**Task statement:**
What you return must match the records exactly.

**Given entries:**
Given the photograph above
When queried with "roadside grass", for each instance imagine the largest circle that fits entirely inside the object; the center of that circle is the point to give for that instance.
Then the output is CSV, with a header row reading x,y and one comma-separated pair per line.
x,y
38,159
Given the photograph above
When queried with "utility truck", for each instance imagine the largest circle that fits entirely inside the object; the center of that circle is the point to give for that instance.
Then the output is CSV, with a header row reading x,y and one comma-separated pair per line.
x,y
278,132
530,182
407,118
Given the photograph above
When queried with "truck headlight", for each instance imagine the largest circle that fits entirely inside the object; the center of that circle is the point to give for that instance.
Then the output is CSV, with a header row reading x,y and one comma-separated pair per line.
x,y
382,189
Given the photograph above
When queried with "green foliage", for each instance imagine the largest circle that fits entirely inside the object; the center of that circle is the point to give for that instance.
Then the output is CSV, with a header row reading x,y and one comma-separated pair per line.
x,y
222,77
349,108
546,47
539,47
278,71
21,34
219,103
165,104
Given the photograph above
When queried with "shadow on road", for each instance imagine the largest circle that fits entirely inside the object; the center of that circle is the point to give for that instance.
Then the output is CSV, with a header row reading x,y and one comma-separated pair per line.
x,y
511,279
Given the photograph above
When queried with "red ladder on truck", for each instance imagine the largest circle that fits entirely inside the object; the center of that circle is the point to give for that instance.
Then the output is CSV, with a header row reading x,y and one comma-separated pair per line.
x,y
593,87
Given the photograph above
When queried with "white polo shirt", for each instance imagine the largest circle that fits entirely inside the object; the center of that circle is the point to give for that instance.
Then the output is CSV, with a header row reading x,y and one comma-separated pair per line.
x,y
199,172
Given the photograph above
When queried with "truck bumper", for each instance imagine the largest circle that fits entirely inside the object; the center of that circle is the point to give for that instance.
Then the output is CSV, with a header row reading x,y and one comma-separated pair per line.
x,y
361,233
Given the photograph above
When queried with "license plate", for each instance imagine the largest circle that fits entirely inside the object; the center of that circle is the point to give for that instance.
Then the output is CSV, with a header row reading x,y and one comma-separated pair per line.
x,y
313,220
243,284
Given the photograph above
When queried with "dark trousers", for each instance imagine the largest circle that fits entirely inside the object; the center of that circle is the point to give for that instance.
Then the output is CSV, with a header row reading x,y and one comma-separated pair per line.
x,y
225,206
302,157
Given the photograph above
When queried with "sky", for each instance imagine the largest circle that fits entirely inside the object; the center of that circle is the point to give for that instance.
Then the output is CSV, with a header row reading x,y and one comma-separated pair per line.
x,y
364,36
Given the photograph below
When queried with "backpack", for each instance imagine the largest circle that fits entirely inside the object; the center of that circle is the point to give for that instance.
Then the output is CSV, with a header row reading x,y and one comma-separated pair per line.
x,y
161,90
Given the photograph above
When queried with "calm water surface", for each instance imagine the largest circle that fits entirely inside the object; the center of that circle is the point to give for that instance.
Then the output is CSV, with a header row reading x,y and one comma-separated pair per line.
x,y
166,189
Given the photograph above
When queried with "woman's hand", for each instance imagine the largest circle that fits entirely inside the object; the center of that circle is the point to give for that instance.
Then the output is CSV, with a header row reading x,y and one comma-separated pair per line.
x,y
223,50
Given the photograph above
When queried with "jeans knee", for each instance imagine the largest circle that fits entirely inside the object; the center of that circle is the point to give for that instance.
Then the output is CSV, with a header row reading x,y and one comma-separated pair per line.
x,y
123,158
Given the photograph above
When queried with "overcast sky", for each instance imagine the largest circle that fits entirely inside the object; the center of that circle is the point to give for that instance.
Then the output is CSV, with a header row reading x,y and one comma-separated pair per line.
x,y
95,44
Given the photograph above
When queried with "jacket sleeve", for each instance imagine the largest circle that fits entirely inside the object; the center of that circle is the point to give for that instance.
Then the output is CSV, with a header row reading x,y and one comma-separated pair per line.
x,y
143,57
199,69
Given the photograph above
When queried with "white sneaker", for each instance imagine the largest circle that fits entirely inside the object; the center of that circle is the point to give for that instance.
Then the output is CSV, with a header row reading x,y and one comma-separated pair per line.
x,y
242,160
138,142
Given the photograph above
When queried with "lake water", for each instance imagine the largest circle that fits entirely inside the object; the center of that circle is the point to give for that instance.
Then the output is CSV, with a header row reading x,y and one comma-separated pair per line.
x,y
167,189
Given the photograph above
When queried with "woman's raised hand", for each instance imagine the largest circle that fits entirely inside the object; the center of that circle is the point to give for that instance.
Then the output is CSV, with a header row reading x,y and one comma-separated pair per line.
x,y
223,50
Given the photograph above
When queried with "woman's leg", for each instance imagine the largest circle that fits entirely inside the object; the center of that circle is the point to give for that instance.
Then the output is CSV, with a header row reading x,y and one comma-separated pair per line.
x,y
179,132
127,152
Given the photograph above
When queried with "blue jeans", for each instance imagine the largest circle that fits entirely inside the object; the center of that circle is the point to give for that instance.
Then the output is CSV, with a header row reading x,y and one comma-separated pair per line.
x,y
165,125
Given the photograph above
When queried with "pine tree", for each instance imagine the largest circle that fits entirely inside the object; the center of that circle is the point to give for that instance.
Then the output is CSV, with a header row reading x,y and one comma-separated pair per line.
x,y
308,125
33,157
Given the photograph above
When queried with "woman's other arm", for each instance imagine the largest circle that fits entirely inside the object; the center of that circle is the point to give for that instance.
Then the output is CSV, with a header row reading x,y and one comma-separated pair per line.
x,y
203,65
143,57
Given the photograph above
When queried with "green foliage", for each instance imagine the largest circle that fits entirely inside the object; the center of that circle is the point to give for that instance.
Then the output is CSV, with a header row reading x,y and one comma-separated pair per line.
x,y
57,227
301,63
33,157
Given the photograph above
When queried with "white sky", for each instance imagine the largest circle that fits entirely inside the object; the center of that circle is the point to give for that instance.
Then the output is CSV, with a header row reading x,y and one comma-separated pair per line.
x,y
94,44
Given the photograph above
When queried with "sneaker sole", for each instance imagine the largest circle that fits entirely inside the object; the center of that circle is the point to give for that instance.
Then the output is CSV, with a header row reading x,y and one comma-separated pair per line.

**Written response:**
Given the photograph above
When queried with "roadside grass", for each instance imagine the largest circle that fits entirely inside the object; the center of that circle is the point to give for that instance.
Then the output is CSV, with a header row reading x,y and one comma-separated pair per line.
x,y
38,159
Given the photograph above
When queried with "utility truck", for each instance imagine the largest circle that fits entirely inside the object; the center of that circle is the point to give for that instance.
Then the output is CSV, with a header row reading x,y and one comma-separated pair per line.
x,y
278,132
530,182
407,118
Given the photograph above
When queried with "truck headlight", for each instance imagine the largest circle that fits entirely inside the object; the center of that circle is the point to give for that instance.
Then the output is CSV, with a header row reading x,y and one comma-separated pair per line.
x,y
382,189
Given the photograph above
When queried with "green foliage", for each instance imagine the largest circle that fits entirely inside the object; the center of that circle is the point to give for that instance.
Then the output is CSV, with a header row reading x,y and one comma-separated pair per line.
x,y
222,77
349,108
546,47
539,47
278,71
21,34
219,103
165,104
Given the photograph above
When queried with "shadow on road", for each instance imagine the largest circle that fits entirely inside the object; the center of that circle is the point to give for that instance.
Then the output is CSV, with a header row reading x,y and one comma-separated pair per line.
x,y
511,279
Given the photograph above
When queried with "red ladder on truck", for each instance imagine the largest circle that fits entirely inside the object; the center of that circle is the point to give for that instance.
Then the output is CSV, with a header row reading x,y and one comma-separated pair per line.
x,y
593,87
Given the photograph above
When queried with "white polo shirt", for each instance imagine the largest circle that fits entirely inside the object; the center of that circle is the point to give for that instance.
Then the output is CSV, with a header row reading x,y and one comma-separated pair per line.
x,y
199,172
Given the photograph above
When queried with "truck bumper", for each instance imagine the largest circle that fits entirely inside the object; the center of that circle is the point to give for that instance.
Then the output is CSV, with a header row reading x,y and one comma-separated pair per line.
x,y
361,233
Given the photograph above
When queried with "license plate", for each instance imagine the largest circle that fits entirely inside the object; the center of that circle is the point to give for that instance.
Then the output is CSV, with a header row reading x,y and one comma-separated pair per line.
x,y
313,220
243,284
Given the photograph above
When queried with "dark trousers", for each instance imagine the largest circle that fits entirely inside the object; the center of that circle is the point to give for that instance.
Then the output is CSV, with a header row reading x,y and one comma-separated pair per line.
x,y
225,206
302,157
Given the photograph above
When queried with "sky", for each instance imagine the largest circle that fits entirely inside the object; the center of that circle is the point to give for that instance.
Then the output is CSV, with a header row reading x,y and one comma-separated pair per line.
x,y
364,36
Given the photograph below
When queried with "backpack", for each instance imagine the largest circle that fits entirely inside the object; the center of that circle is the point to give for that instance.
Then the output is CSV, with a header row reading x,y and one comma-separated pair per line.
x,y
161,90
Given the photograph above
When queried with "calm water surface", for each instance imagine the largest circle that fits entirely inside the object; the center of that circle is the point to give for that instance.
Then the output is CSV, with a header row reading x,y and one comma-separated pair per line.
x,y
166,189
Given the photograph above
When queried with "woman's hand", for each instance imagine the largest circle that fits entirely inside the object; the center of that circle is the point to give for that instance.
Then the output is CSV, with a header row reading x,y and one comma-separated pair per line.
x,y
223,50
Given the photograph above
When queried with "jeans knee", for each instance imagine the largest circle that fits entirely inside the object; the center of that circle is the point to give for that instance.
Then the output is CSV, with a header row reading x,y and one comma-separated pair per line.
x,y
123,158
Given the photograph above
When queried with "overcast sky", for each instance imagine the largest circle that fits entirely inside the object; the center of that circle is the point to give for that instance.
Then the output is CSV, with a header row reading x,y and one comma-separated pair per line.
x,y
95,44
Given the photograph above
When queried with "jacket sleeve", for each instance imagine the largest circle that fits entirely inside the object; the center of that circle is the point to give for that instance.
Then the output is CSV, with a header row reading x,y and one comma-separated pair per line.
x,y
143,57
199,69
Given the photograph above
When queried with "white sneaker", for each instance imagine the largest circle that fits entirely inside the object; the center of that circle is the point to give for that instance.
Then the output is CSV, with a header row reading x,y and one comma-separated pair per line.
x,y
242,160
138,142
Given the photograph above
When queried with "lake water", for each instance imagine the largest circle that fits entirely inside the object; the center of that circle is the point to give for that instance.
Then the output is CSV, with a header row reading x,y and one comma-separated pair per line.
x,y
167,189
Given the photograph above
When queried with "woman's raised hand", for each instance imagine the largest circle that fits entirely inside the object; the center of that circle is the point to give for that instance.
Then the output is CSV, with a header row reading x,y and one comma-separated pair per line.
x,y
223,50
Given the photograph above
When queried with "woman's leg", for each instance imagine the largest circle that fits entirely inside the object; the center of that circle is the point to give for that instance.
Then the output is CSV, with a header row reading x,y and one comma-separated pair per line.
x,y
179,132
127,152
Given the photograph above
When queried with "blue jeans", for each instance imagine the largest circle that fits entirely inside the object; the center of that circle is the point to give for that instance.
Then the output is CSV, with a header row reading x,y and one comma-separated pair per line.
x,y
165,125
Given the photograph above
When queried with "pine tree", for each instance imagine the largest circle that fits entirely inside the object; the center of that circle is the point to give for that instance.
Then the output is CSV, with a header row reading x,y and one comma-separated pair per line.
x,y
308,125
33,157
Given the photograph above
When queried with "woman's other arm", for each instance imagine the largest circle that fits entirely inside the object; the center of that circle is the point to give for that instance.
Then the output is CSV, with a header row reading x,y and one comma-separated pair per line.
x,y
203,65
143,57
Given the photograph above
When queried with "green foliage", for each instance imagine the largest circle that fits entirely inside the object; the center of that circle is the point to give for that instance.
Then the output is CSV, with a header row reading x,y and one comma-separated pair per line.
x,y
57,227
301,63
33,157
Given the photograph above
When queried with "white sky", for each instance imagine the largest circle that fits entirely inside the object; the center of that circle is the point to give for that instance.
Then the output is CSV, with a header row reading x,y and one comma-separated pair per line.
x,y
94,44
Given the photograph above
When queried with "sneaker sole", for each instance imagine the largest circle that fits entirely inside the object; the center of that circle is the point to give for that instance.
Then the output is CSV, with a header row reading x,y and one comma-separated pair per line.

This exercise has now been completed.